§ Tasks for this exercise:
**1.** Reproduce the passage from the statistics lecture notes, starting at "We couldn’t finish: Categorical" and ending at "we have categories?".
**2.** According to the statistics lecture notes, which topic from the previous lecture could not be finished?
**3.** Extend the statistics lecture notes, picking up right after their last sentence.
──────── Passage
By the end of today’s lecture, you will be able to:

  • Create and interpret histograms and box plots for numerical data
  • Create and interpret bar charts and pie charts for categorical data
  • Explore relationships between two variables using appropriate visualizations
  • Calculate and interpret correlation coefficients
  • Understand basic probability concepts and rules

Recap from Last Time

  • Descriptive vs Inferential statistics
  • Types of variables
  • Observational vs experimental studies
  • Types of sampling methods
  • Numerical data summarization

We couldn’t finish: Categorical data summarization, we will start with that today :)

Categorical Data Summarization

What happens when we don’t have numbers to summarize, but instead, we have categories?

Marine Science Research Example

Researcher_ID Ecosystem_Studied Research_Focus Conservation_Challenge
1 Coral Reefs Coral Bleaching Overfishing
2 Open Ocean Marine Biodiversity Climate Change
3 Estuaries Carbon Sequestration Coastal Development
4 Estuaries Nutrient Cycling Pollution
5 Estuaries Hydrothermal Vents Pollution
6 Kelp Forests Species Interactions Ocean Acidification
7 Seagrass Meadows Habitat Restoration Agricultural Runoff
8 Rocky Intertidal Invasive Species Climate Change
9 Salt Marshes Erosion Control Sea Level Rise
10 Open Ocean Fisheries Management Overfishing

Categorical Data: Frequency Tables

How do we summarize categorical data?
────────────────
──────── Source material
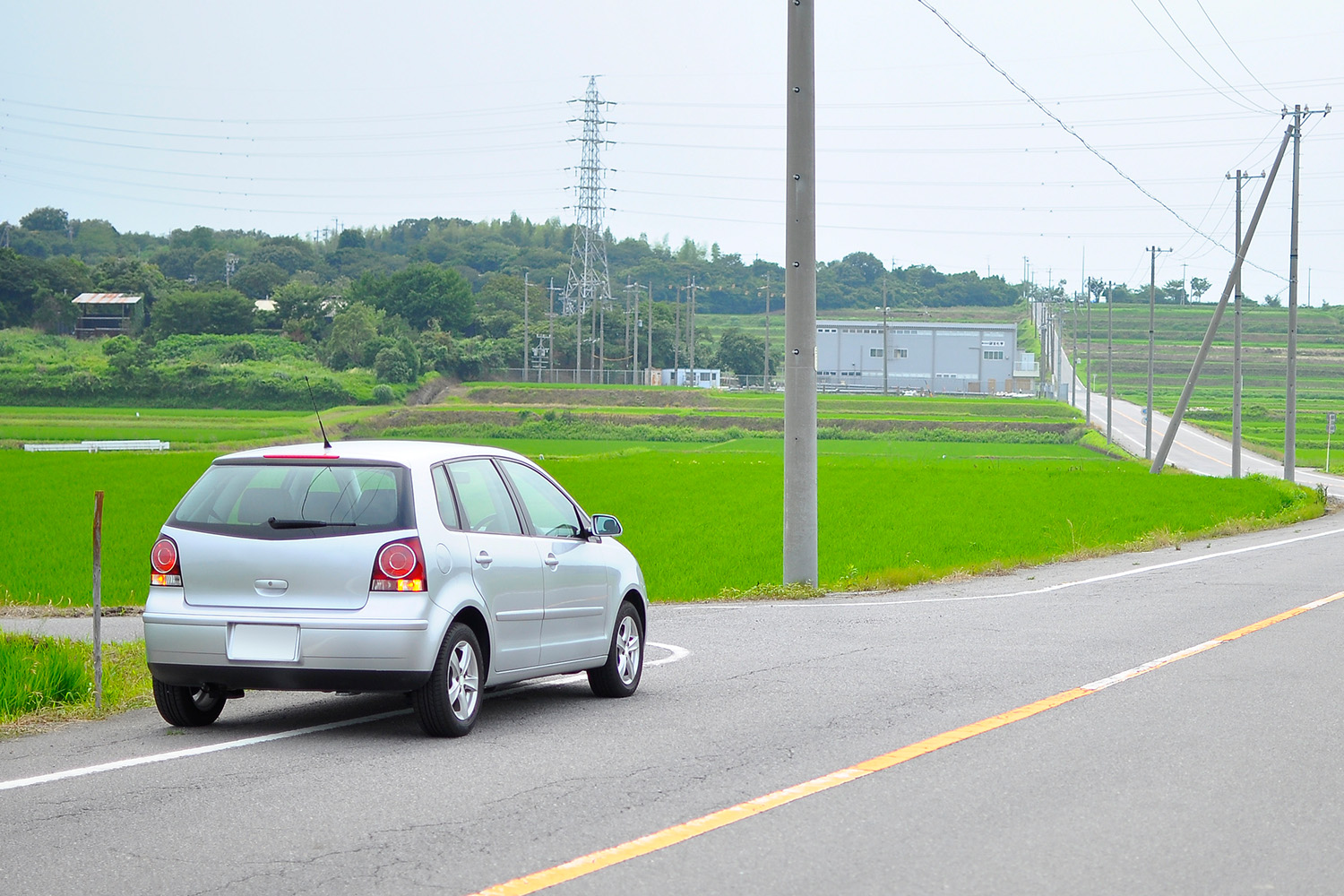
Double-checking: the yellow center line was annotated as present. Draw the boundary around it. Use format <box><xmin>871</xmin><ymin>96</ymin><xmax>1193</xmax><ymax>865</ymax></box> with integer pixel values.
────────────────
§ Solved tasks:
**1.**
We couldn’t finish: Categorical data summarization, we will start with that today :)

Categorical Data Summarization

What happens when we don’t have numbers to summarize, but instead, we have categories?

**2.** Categorical data summarization.

**3.**
  1. Frequency Tables (counts)
  2. Relative Frequency Tables (proportions/percentages)
  3. Cross-tabulation (relationships between variables)
  4. Plots (we’ll see these next week!)

Example: Conservation Challenges

Conservation Challenge Absolute Frequency Relative Frequency
Pollution 2 0.20
Overfishing 2 0.20
Climate Change 2 0.20
Coastal Development 1 0.10
Ocean Acidification 1 0.10
Agricultural Runoff 1 0.10
Sea Level Rise 1 0.10
TOTAL 10 1.00

Activity: Your Turn - Ecosystem Table

Your Task (5 minutes)

Create a frequency table for Ecosystem_Studied using the data provided.

Calculate:

  1. Absolute frequencies (counts)
  2. Relative frequencies (proportions)

Can you also create a cross-table between Ecosystem Studied and Research Focus?

Cross-Tabulation Example

Ecosystem Studied × Conservation Challenge

Estuaries Open Ocean Other Total
Pollution 2 0 0 2
Climate Change 0 1 1 2
Overfishing 0 1 1 2
Other 1 0 3 4
Total 3 2 5 10

Part 1: Palmer Penguins

Meet the Penguins!

Note

Palmer Archipelago (Antarctica) penguin data were collected and made available by Dr. Kristen Gorman and the Palmer Station, Antarctica LTER.

See more info here.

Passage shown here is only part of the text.